=== Material for this exercise ===

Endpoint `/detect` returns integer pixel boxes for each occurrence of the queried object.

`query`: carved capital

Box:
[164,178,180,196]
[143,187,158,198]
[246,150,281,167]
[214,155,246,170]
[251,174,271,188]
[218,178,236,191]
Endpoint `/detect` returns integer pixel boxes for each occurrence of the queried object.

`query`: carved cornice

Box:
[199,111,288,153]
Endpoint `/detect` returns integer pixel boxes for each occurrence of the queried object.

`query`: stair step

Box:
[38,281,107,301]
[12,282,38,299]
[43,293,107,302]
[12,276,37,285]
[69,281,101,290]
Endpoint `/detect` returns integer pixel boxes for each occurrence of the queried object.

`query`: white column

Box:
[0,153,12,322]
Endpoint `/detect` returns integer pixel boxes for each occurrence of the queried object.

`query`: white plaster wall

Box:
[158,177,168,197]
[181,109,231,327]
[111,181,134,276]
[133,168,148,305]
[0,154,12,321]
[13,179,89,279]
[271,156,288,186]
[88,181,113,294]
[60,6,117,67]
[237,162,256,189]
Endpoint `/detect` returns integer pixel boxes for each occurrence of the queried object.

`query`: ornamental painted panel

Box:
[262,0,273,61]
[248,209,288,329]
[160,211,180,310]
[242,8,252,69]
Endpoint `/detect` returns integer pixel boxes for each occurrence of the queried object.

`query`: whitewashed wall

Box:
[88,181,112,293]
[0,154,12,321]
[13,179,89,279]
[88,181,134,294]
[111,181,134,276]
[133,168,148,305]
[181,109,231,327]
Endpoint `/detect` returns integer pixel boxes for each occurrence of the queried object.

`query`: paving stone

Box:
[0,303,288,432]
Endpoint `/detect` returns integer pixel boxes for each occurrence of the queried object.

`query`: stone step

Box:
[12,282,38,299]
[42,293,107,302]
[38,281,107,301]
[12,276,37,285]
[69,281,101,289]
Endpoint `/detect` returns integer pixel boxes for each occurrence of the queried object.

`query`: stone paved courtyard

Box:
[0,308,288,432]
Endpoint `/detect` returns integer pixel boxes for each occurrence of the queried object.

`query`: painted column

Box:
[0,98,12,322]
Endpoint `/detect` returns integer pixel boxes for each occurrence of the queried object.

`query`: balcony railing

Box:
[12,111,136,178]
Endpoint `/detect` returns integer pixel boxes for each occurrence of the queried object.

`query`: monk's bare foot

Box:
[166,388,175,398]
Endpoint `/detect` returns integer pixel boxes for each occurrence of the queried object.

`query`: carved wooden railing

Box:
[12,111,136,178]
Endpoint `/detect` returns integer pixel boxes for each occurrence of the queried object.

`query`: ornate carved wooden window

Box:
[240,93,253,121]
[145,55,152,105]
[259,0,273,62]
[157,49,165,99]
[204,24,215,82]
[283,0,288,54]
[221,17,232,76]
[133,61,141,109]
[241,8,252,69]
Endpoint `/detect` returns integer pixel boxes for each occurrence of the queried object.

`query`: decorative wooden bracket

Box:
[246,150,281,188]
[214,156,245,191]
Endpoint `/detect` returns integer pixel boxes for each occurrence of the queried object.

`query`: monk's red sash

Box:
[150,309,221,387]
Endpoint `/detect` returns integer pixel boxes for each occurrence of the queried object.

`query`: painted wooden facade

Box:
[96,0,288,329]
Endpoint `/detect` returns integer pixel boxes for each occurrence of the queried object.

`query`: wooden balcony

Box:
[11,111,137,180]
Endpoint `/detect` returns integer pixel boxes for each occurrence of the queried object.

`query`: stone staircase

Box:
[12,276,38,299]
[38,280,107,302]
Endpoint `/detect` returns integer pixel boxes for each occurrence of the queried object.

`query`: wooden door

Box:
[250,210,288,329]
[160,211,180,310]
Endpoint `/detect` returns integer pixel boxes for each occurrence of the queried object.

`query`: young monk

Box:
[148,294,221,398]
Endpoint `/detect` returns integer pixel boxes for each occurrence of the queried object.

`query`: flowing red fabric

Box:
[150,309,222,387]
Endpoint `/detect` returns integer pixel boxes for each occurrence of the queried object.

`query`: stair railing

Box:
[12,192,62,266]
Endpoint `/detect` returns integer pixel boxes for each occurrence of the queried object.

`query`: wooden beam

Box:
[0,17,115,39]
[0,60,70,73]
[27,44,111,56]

===
=== Material for this exercise ===

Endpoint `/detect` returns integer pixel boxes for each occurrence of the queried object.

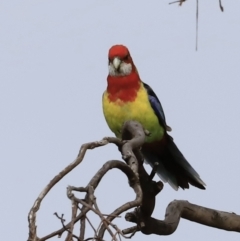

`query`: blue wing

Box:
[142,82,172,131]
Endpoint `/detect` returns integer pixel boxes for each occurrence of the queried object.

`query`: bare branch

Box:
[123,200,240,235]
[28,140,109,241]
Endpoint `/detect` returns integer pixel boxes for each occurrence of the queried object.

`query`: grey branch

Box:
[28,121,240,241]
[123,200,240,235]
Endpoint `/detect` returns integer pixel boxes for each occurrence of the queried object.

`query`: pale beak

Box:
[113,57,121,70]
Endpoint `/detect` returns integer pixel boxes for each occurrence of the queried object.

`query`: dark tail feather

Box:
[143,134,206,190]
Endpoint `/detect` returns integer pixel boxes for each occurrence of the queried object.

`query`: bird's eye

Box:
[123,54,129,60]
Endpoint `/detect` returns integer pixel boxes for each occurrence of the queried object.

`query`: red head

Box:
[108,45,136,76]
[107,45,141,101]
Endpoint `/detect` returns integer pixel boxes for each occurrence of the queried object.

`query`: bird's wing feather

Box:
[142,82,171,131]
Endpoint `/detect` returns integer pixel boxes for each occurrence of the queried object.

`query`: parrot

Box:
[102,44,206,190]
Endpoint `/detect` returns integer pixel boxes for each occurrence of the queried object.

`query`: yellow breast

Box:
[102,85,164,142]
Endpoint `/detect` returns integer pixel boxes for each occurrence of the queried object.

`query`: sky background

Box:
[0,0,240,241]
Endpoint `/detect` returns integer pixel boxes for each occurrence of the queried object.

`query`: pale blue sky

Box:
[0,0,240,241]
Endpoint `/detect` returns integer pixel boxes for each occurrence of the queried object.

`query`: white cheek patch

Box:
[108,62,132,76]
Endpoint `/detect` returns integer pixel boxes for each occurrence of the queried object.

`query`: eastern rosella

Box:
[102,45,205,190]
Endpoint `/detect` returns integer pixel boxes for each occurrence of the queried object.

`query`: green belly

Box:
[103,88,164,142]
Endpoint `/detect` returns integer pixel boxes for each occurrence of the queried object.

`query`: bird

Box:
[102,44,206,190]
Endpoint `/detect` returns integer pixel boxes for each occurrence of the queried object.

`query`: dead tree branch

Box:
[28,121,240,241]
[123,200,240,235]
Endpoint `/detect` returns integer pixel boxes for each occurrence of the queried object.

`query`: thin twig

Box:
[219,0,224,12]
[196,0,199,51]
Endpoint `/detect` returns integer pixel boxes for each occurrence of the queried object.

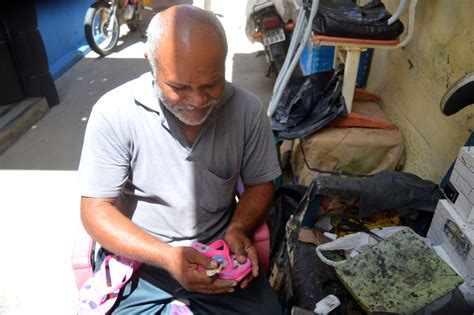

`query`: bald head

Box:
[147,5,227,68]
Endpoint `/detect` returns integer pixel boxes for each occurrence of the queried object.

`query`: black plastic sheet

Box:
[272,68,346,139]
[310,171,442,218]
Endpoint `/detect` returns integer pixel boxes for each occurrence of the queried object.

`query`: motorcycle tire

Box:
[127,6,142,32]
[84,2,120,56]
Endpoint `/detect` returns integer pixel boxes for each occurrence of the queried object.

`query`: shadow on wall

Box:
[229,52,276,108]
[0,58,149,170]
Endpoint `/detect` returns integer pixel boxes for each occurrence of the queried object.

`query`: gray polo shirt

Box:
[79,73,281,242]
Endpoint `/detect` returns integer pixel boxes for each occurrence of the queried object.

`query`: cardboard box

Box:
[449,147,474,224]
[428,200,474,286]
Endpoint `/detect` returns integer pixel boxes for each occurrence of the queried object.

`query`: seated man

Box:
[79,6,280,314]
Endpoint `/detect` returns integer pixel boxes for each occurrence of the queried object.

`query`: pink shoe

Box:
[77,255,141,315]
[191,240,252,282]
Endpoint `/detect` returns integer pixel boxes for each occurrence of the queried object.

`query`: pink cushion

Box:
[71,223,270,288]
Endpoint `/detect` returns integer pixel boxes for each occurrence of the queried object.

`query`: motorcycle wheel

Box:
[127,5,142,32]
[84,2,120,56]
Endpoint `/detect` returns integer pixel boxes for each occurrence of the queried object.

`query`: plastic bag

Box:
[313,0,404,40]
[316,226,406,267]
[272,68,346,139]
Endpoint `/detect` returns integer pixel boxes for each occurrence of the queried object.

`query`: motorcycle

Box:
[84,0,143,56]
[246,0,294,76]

===
=== Material for this exercise ===

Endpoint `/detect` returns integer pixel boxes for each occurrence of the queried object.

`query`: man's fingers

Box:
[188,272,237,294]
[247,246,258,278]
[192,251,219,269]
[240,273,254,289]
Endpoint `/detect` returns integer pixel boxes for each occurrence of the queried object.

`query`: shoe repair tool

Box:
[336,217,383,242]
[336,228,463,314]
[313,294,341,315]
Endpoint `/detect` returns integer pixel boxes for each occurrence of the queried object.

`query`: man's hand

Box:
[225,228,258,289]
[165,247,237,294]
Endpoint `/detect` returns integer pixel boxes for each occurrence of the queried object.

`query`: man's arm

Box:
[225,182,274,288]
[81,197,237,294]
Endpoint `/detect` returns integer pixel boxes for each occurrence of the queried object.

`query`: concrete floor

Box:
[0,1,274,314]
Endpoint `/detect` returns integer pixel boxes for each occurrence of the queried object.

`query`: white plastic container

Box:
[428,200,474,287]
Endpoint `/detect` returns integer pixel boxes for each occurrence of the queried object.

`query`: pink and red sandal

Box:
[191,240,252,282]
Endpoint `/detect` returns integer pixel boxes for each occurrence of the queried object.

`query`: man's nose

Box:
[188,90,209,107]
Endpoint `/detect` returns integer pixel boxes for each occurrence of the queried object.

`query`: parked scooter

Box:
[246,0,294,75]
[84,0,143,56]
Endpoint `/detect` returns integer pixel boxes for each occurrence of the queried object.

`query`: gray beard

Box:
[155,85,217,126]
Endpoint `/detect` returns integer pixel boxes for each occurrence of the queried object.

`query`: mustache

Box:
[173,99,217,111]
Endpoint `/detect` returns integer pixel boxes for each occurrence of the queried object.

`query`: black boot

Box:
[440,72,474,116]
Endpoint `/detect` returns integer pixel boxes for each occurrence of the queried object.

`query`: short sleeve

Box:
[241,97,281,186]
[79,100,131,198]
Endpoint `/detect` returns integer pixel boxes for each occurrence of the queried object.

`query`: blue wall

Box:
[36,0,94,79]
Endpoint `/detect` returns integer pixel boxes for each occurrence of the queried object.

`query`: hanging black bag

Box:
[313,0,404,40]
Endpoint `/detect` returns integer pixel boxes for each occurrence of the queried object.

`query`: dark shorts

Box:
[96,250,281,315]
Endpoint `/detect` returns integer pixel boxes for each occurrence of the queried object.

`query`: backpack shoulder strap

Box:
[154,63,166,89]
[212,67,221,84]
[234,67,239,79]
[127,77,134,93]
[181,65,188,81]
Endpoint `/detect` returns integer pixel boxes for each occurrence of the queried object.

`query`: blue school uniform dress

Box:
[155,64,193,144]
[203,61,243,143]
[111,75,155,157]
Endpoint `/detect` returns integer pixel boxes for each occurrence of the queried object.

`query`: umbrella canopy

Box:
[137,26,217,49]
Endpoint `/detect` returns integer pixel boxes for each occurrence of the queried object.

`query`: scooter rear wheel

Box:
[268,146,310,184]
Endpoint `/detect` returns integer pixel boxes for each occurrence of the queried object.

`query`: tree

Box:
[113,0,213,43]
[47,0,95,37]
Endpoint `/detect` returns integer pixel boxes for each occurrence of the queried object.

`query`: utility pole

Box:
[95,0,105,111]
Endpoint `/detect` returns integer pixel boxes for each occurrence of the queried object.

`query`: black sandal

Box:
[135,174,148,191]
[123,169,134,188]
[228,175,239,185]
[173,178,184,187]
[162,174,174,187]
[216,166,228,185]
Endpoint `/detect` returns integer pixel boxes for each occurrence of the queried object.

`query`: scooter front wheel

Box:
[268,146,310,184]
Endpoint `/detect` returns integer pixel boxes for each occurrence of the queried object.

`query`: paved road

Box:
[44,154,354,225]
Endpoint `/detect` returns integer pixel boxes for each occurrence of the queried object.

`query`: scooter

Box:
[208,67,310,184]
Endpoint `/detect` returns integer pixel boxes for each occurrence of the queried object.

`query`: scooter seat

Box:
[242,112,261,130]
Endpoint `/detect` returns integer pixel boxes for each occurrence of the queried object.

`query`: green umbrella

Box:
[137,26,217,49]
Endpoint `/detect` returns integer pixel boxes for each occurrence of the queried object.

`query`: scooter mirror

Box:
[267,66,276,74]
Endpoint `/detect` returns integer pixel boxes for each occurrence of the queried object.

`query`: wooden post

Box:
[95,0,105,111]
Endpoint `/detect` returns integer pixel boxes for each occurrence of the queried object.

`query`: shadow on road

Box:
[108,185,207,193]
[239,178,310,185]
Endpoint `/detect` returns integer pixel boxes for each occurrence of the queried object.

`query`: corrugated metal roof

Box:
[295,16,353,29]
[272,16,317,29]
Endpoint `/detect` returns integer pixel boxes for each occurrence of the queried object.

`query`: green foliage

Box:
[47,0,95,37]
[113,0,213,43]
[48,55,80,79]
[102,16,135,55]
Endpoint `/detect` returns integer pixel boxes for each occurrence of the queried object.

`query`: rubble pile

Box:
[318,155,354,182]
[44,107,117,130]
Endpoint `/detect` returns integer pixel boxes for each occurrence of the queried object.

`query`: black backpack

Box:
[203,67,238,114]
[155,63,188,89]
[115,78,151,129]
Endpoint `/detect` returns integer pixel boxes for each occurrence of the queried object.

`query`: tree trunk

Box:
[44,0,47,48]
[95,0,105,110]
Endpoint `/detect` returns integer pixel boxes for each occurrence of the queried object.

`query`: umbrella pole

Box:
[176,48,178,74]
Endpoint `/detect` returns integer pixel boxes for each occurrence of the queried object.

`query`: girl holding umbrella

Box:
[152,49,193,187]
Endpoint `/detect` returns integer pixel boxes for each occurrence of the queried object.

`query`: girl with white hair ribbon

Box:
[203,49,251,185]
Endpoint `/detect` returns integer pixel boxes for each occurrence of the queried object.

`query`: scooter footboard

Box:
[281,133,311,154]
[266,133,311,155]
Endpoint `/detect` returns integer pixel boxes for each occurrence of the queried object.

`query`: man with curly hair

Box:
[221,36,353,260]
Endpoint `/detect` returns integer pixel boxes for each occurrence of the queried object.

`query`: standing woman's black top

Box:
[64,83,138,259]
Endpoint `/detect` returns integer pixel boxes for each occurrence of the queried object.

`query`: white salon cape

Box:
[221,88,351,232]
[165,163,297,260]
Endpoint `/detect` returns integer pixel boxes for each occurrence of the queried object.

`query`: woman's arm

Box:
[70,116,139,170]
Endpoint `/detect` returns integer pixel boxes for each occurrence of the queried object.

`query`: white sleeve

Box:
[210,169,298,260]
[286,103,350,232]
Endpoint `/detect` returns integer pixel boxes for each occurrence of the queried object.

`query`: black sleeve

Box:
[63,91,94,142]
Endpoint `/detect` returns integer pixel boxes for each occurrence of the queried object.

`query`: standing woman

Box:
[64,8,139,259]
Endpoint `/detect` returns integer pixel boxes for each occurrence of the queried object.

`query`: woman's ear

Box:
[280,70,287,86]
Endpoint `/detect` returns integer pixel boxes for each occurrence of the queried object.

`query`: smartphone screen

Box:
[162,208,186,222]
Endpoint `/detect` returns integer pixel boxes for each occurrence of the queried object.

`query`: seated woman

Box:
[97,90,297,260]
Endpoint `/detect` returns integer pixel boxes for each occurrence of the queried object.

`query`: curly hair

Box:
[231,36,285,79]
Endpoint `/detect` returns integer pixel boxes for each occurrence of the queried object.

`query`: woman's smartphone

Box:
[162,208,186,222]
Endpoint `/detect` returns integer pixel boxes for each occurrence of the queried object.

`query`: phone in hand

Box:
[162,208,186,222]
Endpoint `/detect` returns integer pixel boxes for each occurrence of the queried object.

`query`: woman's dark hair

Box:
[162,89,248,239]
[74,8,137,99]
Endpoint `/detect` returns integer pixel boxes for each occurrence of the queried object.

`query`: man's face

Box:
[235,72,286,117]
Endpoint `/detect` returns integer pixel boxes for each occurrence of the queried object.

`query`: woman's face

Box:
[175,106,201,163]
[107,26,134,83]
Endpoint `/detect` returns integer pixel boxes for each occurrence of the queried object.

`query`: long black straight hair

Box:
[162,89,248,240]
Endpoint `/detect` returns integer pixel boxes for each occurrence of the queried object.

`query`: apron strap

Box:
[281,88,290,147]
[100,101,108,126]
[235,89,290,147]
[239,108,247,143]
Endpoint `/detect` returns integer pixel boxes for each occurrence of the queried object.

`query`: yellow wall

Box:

===

Report each line of the entries above that contains the string "gray". Case matters.

`query`: gray polo shirt
`query`: gray beard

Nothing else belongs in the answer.